**STATED TASK**
Reproduce the listing below from the line holding "Would you mind marking the red sock" through the line holding "(1033, 208)", inclusive, with the requests unchanged. Shift every coordinate by adding 78 to both numbers of each pair.

**INFORMATION PROVIDED**
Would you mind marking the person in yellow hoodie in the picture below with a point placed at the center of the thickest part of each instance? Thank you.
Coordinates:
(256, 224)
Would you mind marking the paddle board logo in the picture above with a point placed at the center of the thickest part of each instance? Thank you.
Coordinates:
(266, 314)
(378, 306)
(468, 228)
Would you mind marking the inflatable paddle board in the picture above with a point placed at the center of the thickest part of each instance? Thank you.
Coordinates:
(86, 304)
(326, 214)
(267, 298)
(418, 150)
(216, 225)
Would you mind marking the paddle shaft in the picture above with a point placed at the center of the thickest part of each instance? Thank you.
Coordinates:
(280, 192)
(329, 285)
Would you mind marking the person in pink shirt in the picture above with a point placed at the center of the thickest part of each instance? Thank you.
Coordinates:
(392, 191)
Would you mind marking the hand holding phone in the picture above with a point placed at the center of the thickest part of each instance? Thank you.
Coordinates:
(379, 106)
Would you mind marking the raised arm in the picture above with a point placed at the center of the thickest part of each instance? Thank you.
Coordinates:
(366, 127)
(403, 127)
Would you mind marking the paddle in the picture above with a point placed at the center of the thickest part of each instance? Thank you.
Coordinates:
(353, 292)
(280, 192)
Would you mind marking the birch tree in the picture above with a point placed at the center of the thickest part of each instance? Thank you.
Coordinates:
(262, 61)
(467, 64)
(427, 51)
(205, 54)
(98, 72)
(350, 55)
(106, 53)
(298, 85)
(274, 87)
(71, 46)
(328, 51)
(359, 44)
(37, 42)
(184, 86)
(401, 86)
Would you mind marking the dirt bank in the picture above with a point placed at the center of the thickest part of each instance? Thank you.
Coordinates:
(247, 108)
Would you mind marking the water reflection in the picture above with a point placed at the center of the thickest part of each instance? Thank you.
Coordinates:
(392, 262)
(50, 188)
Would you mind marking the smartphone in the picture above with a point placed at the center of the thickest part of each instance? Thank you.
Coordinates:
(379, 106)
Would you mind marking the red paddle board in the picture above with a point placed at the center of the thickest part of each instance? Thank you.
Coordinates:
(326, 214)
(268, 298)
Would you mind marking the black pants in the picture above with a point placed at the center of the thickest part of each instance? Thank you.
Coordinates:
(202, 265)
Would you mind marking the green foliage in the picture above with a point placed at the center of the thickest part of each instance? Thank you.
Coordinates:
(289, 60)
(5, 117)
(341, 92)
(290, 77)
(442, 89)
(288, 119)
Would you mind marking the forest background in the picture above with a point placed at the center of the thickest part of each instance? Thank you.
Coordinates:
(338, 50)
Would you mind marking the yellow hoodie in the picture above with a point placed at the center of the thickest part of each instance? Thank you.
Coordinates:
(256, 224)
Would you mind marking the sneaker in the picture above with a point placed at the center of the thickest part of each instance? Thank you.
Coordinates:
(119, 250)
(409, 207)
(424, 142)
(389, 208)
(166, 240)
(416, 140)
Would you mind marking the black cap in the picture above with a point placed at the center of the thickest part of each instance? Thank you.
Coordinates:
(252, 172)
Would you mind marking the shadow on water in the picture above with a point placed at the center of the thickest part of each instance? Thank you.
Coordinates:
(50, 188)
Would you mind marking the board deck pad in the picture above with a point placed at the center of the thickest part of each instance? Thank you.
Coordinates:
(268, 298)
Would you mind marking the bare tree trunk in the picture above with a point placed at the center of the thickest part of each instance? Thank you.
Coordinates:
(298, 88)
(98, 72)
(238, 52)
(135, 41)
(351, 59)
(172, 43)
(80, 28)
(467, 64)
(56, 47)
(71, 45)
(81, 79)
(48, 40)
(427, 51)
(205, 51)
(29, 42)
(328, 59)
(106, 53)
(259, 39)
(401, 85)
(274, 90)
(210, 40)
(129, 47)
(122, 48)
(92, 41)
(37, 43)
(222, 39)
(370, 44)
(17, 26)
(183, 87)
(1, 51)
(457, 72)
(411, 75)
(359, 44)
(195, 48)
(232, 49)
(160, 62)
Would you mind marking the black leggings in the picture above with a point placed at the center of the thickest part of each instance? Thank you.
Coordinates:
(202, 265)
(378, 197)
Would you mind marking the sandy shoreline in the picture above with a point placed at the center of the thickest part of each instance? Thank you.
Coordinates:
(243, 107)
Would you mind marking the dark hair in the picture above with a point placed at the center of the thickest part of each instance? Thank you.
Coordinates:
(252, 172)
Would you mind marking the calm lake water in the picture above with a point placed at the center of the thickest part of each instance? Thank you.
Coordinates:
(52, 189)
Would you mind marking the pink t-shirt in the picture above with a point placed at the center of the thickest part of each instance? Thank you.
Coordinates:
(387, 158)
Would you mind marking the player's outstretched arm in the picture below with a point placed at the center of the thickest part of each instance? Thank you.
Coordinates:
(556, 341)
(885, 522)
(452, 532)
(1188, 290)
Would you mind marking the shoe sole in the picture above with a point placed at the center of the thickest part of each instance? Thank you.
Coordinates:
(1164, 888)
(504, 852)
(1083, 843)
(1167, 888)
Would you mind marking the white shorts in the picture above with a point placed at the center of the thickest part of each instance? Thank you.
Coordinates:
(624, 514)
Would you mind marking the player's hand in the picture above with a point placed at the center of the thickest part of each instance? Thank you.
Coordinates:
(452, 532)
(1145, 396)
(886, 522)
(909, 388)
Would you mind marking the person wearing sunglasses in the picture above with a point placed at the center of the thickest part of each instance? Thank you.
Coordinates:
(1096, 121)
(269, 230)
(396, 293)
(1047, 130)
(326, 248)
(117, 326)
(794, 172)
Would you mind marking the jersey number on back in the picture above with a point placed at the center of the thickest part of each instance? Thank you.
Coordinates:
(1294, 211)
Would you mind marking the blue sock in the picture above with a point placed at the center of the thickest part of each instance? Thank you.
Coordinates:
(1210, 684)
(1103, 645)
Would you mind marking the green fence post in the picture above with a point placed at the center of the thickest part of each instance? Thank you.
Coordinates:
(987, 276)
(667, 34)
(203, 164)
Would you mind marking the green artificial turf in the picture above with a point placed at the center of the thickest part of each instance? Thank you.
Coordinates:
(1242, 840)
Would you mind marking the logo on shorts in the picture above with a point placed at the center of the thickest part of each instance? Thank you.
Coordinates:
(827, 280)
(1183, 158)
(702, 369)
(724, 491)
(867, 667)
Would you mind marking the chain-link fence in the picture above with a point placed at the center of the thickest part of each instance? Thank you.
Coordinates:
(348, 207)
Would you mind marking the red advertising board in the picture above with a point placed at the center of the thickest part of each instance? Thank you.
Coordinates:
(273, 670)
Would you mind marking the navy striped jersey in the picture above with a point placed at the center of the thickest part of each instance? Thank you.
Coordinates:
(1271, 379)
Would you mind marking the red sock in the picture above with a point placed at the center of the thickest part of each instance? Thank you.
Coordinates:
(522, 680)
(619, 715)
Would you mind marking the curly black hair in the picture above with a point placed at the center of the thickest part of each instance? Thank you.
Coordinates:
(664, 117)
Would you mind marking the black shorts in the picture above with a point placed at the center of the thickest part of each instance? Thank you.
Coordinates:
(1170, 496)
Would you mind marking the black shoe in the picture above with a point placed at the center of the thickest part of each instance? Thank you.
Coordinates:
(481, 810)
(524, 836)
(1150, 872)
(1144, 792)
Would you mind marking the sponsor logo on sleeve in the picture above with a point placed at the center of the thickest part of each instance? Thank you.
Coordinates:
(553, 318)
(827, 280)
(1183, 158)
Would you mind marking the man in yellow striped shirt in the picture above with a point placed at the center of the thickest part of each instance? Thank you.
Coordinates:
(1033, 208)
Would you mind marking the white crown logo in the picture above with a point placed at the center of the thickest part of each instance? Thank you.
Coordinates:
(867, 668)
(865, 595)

**TASK RESULT**
Would you mind marking the red sock in the picture above with a point placed at the center of the thickest part of each instance? Thank you.
Coordinates:
(600, 758)
(697, 793)
Would you mind marking the curly black hair in the picture above with a point placed at the center of the thickest part of each instance? Thank you.
Coordinates:
(742, 195)
Would you mind marking the black shorts in the picture above with a point placed at the center of the thickest part of each instance? Thank you.
Coordinates:
(1248, 574)
Would you mind marking the black shoe in the picture above with a point placed at the center of the thickest part of each instance? Thank you.
Coordinates:
(559, 888)
(602, 914)
(1228, 950)
(1222, 870)
Would you mind marking the sponsor logo on sleeve in the picture above with a point placed at the center of the thickest part of each instance? Thank you.
Coordinates:
(631, 396)
(905, 358)
(1261, 236)
Would you mind marking the man in yellow striped shirt in the picture above with a point placed at the center of the thickest part of each instance? Thank you.
Coordinates:
(1111, 286)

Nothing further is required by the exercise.